* _Excerpt to read_:
I’ve read anti-tech revolution by him as well as a couple smaller essays. It’s all good shit tbh. I like Zerzan too
Certainly won’t make up for a lifetime of rejection, but I’d rather voluntarily leave the system than spend my whole life trying to cling onto what scraps I can. I know myself pretty well and while I’m not paticularly good at anything that actually matters in this world, I’m a decent fisherman and getting real good with my longbow. Grew up in Tennessee hunting wild pigs and shit with my grandpa. That’s what I got just by luck of the draw and I plan to use it to make a life that is at least a little bit worth living.
The world is shit and I’m lonely almost all the time, but when I’m out in the woods or sitting on the riverbank and the sun is rising and there’s fog coming off the water and I got a belly full of wild fish or game there is a certain sense of tranquility and relief. I feel like I did back in elementary school, before I cared enough to worry about anything.

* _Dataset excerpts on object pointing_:
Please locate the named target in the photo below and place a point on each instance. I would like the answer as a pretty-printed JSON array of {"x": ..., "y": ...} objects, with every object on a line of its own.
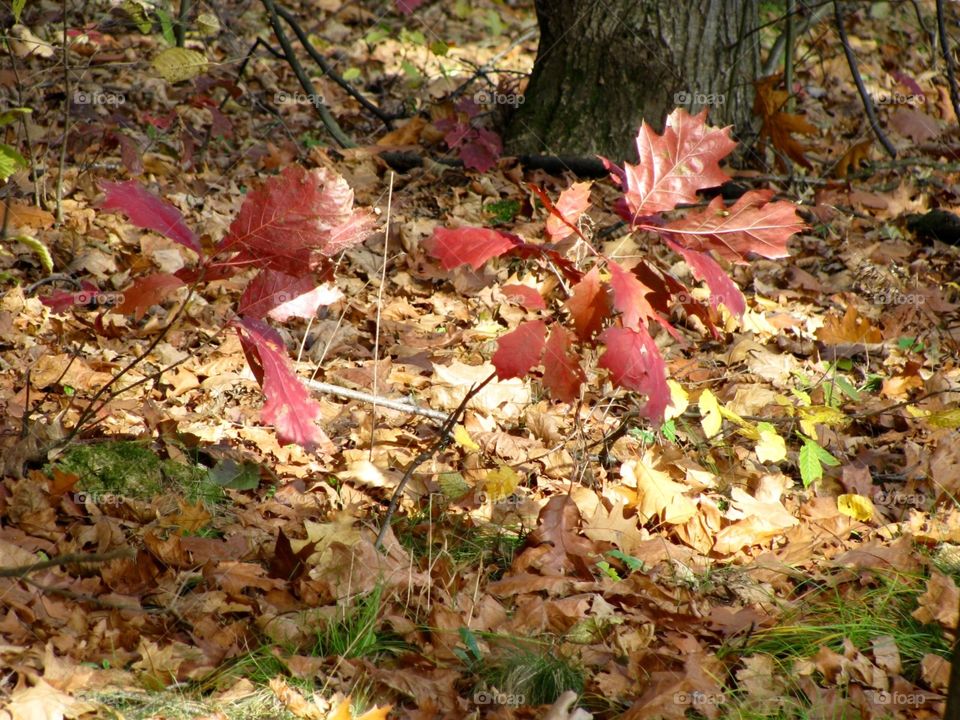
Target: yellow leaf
[
  {"x": 679, "y": 399},
  {"x": 376, "y": 713},
  {"x": 178, "y": 64},
  {"x": 657, "y": 494},
  {"x": 733, "y": 417},
  {"x": 452, "y": 485},
  {"x": 191, "y": 518},
  {"x": 856, "y": 506},
  {"x": 500, "y": 483},
  {"x": 462, "y": 438},
  {"x": 341, "y": 711},
  {"x": 945, "y": 418},
  {"x": 771, "y": 447},
  {"x": 815, "y": 415},
  {"x": 710, "y": 419}
]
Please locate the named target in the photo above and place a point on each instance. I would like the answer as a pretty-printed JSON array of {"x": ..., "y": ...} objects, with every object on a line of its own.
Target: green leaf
[
  {"x": 9, "y": 116},
  {"x": 166, "y": 26},
  {"x": 632, "y": 563},
  {"x": 470, "y": 640},
  {"x": 39, "y": 248},
  {"x": 809, "y": 463},
  {"x": 378, "y": 34},
  {"x": 669, "y": 430},
  {"x": 10, "y": 161},
  {"x": 232, "y": 475},
  {"x": 823, "y": 456},
  {"x": 605, "y": 568},
  {"x": 847, "y": 388}
]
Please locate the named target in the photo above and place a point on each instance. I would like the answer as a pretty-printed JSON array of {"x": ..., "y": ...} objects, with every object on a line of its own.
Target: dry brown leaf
[
  {"x": 852, "y": 328},
  {"x": 657, "y": 494}
]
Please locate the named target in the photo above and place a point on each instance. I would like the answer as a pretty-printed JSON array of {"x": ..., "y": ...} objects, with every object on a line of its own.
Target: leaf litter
[{"x": 786, "y": 545}]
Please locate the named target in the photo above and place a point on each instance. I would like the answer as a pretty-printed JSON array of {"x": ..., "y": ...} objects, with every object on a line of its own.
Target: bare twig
[
  {"x": 336, "y": 132},
  {"x": 861, "y": 89},
  {"x": 398, "y": 405},
  {"x": 180, "y": 30},
  {"x": 66, "y": 114},
  {"x": 948, "y": 58},
  {"x": 320, "y": 60},
  {"x": 71, "y": 559},
  {"x": 443, "y": 439},
  {"x": 376, "y": 337}
]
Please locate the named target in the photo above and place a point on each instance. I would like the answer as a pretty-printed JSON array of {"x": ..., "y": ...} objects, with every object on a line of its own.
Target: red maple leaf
[
  {"x": 469, "y": 246},
  {"x": 146, "y": 210},
  {"x": 673, "y": 166},
  {"x": 283, "y": 296},
  {"x": 60, "y": 300},
  {"x": 634, "y": 362},
  {"x": 519, "y": 350},
  {"x": 294, "y": 219},
  {"x": 562, "y": 373},
  {"x": 480, "y": 149},
  {"x": 147, "y": 291},
  {"x": 752, "y": 225},
  {"x": 288, "y": 406},
  {"x": 722, "y": 288},
  {"x": 525, "y": 295},
  {"x": 589, "y": 305},
  {"x": 564, "y": 214},
  {"x": 629, "y": 296}
]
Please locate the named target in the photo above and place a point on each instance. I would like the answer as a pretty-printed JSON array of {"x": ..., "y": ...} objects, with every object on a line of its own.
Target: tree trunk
[{"x": 603, "y": 67}]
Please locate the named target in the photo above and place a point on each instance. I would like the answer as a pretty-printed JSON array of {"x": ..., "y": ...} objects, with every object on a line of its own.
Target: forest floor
[{"x": 785, "y": 545}]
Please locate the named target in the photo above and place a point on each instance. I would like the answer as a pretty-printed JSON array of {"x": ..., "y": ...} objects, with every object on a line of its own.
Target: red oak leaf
[
  {"x": 469, "y": 246},
  {"x": 283, "y": 296},
  {"x": 519, "y": 350},
  {"x": 147, "y": 291},
  {"x": 480, "y": 150},
  {"x": 573, "y": 202},
  {"x": 562, "y": 373},
  {"x": 634, "y": 362},
  {"x": 589, "y": 305},
  {"x": 407, "y": 7},
  {"x": 673, "y": 166},
  {"x": 288, "y": 406},
  {"x": 295, "y": 217},
  {"x": 752, "y": 225},
  {"x": 525, "y": 295},
  {"x": 146, "y": 210},
  {"x": 629, "y": 296},
  {"x": 60, "y": 300},
  {"x": 722, "y": 288}
]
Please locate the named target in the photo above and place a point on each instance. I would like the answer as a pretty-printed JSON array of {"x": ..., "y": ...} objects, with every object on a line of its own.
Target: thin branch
[
  {"x": 180, "y": 30},
  {"x": 443, "y": 439},
  {"x": 320, "y": 60},
  {"x": 398, "y": 405},
  {"x": 66, "y": 115},
  {"x": 376, "y": 337},
  {"x": 336, "y": 132},
  {"x": 948, "y": 58},
  {"x": 861, "y": 89},
  {"x": 91, "y": 410},
  {"x": 61, "y": 560}
]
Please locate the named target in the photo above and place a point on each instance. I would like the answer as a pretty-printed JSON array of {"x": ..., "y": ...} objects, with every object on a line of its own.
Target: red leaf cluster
[
  {"x": 286, "y": 228},
  {"x": 613, "y": 309}
]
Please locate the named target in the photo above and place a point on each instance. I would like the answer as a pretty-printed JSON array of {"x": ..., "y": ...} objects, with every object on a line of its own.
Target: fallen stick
[{"x": 398, "y": 405}]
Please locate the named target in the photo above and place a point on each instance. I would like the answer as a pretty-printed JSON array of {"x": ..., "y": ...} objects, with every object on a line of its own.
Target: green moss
[{"x": 131, "y": 469}]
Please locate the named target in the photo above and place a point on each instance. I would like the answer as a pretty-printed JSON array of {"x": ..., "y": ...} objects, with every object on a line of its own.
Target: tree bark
[{"x": 603, "y": 67}]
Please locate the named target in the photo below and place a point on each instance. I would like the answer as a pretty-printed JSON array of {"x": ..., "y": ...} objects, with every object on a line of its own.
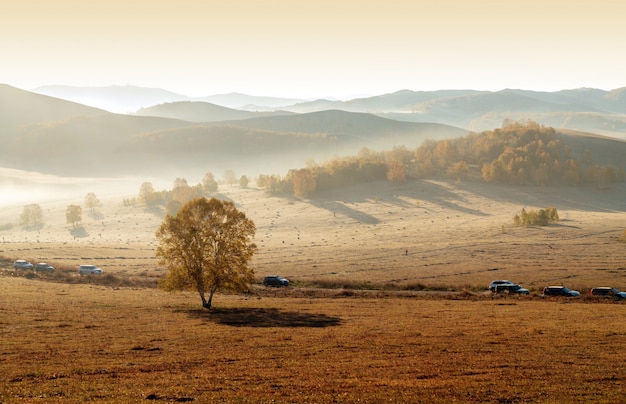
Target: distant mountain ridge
[
  {"x": 54, "y": 136},
  {"x": 586, "y": 109}
]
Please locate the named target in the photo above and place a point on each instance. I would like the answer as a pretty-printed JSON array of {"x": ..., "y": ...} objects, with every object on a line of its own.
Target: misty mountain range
[
  {"x": 169, "y": 134},
  {"x": 585, "y": 109}
]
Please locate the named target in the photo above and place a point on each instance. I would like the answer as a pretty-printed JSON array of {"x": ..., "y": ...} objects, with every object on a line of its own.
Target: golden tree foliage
[
  {"x": 74, "y": 214},
  {"x": 303, "y": 182},
  {"x": 207, "y": 247}
]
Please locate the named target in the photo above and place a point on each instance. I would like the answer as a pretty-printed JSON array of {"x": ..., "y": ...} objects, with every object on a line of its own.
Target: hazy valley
[{"x": 389, "y": 272}]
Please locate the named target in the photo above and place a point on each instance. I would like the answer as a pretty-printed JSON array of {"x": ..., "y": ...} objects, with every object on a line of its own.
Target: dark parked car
[
  {"x": 608, "y": 292},
  {"x": 493, "y": 284},
  {"x": 22, "y": 264},
  {"x": 559, "y": 291},
  {"x": 275, "y": 280},
  {"x": 511, "y": 288}
]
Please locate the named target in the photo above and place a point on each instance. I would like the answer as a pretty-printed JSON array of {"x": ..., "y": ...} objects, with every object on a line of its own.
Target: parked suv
[
  {"x": 511, "y": 288},
  {"x": 275, "y": 280},
  {"x": 559, "y": 291},
  {"x": 42, "y": 266},
  {"x": 89, "y": 269},
  {"x": 493, "y": 284},
  {"x": 608, "y": 292},
  {"x": 22, "y": 264}
]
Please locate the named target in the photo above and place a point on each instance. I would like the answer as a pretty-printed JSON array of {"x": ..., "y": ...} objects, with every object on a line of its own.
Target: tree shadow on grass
[{"x": 263, "y": 317}]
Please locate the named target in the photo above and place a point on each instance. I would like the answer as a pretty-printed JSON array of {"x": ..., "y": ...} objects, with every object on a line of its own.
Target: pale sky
[{"x": 307, "y": 49}]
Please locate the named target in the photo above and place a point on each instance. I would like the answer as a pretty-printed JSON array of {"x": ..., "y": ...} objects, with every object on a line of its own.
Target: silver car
[
  {"x": 22, "y": 264},
  {"x": 89, "y": 269}
]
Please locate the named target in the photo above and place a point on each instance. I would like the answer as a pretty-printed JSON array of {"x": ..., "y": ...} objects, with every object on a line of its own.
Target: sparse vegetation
[
  {"x": 91, "y": 201},
  {"x": 542, "y": 217},
  {"x": 89, "y": 338},
  {"x": 74, "y": 215},
  {"x": 32, "y": 215}
]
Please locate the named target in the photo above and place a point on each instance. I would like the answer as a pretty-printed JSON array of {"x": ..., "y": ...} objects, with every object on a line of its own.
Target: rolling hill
[
  {"x": 64, "y": 138},
  {"x": 198, "y": 111}
]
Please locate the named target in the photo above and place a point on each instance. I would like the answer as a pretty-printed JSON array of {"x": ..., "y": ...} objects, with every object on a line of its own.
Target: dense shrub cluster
[
  {"x": 542, "y": 217},
  {"x": 517, "y": 154}
]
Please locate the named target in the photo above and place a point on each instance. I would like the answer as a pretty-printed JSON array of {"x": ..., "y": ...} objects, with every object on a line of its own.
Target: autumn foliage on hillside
[{"x": 516, "y": 154}]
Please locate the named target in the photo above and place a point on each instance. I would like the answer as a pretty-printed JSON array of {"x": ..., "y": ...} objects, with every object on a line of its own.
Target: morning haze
[{"x": 387, "y": 196}]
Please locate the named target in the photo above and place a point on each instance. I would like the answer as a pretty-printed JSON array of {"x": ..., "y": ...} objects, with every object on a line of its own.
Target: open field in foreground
[
  {"x": 435, "y": 234},
  {"x": 78, "y": 343}
]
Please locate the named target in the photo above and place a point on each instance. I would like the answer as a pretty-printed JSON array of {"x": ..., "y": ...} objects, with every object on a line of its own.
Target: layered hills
[
  {"x": 49, "y": 135},
  {"x": 585, "y": 109}
]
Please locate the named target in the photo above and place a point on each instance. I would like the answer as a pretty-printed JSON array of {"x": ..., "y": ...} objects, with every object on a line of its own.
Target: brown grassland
[{"x": 425, "y": 330}]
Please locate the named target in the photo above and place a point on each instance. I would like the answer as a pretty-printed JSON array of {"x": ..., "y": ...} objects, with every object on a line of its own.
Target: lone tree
[{"x": 207, "y": 247}]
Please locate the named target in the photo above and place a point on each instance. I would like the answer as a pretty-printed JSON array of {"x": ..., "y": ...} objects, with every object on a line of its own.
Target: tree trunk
[
  {"x": 209, "y": 303},
  {"x": 204, "y": 302}
]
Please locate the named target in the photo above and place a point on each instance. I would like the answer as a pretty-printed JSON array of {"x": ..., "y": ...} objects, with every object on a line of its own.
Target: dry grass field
[
  {"x": 109, "y": 342},
  {"x": 78, "y": 343}
]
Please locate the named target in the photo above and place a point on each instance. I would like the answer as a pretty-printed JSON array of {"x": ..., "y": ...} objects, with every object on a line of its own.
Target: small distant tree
[
  {"x": 91, "y": 201},
  {"x": 542, "y": 217},
  {"x": 207, "y": 247},
  {"x": 74, "y": 215},
  {"x": 173, "y": 207},
  {"x": 303, "y": 182},
  {"x": 32, "y": 215},
  {"x": 396, "y": 172},
  {"x": 147, "y": 194},
  {"x": 182, "y": 192},
  {"x": 208, "y": 183},
  {"x": 230, "y": 177}
]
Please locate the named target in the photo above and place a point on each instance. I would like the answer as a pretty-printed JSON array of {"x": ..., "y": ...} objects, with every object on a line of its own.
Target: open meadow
[
  {"x": 409, "y": 318},
  {"x": 80, "y": 343}
]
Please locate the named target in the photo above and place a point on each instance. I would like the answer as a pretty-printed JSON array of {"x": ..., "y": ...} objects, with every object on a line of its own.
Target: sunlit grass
[{"x": 93, "y": 342}]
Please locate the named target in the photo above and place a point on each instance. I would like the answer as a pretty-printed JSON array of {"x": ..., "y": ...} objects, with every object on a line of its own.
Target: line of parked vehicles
[
  {"x": 45, "y": 267},
  {"x": 506, "y": 286},
  {"x": 496, "y": 286}
]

* _Tasks_:
1. In the post, what conditions does the writer list as being present when a sense of tranquility and relief comes?
2. Which lines in the records contain the string "foliage"? Return each of them.
These records have no connection to the post.

* _Task answers_:
1.
- Being out in the woods or sitting on the riverbank
- The sun rising
- Fog coming off the water
- A belly full of wild fish or game

2.
Target: golden tree foliage
Target: autumn foliage on hillside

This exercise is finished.